• **Exercise requirements**
Count how many lines in the material below contain the string "this". Reply with the number alone.

[Collected data]
━━━━━━━━━━━━━━━━━━━━
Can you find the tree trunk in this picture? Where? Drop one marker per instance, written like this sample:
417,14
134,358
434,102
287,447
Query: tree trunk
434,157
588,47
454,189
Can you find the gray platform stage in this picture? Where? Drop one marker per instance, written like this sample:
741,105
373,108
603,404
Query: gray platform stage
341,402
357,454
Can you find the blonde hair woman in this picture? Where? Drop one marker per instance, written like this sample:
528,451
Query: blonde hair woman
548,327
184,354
━━━━━━━━━━━━━━━━━━━━
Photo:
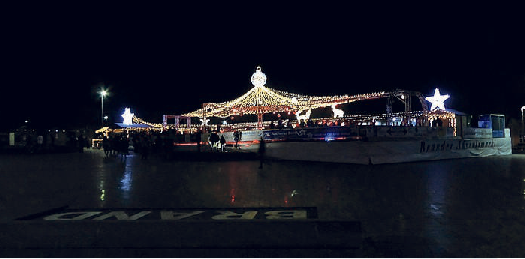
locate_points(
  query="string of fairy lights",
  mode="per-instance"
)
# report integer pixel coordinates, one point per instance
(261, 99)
━━━━━━━━━━━━━━━━━━━━
• **The reply**
3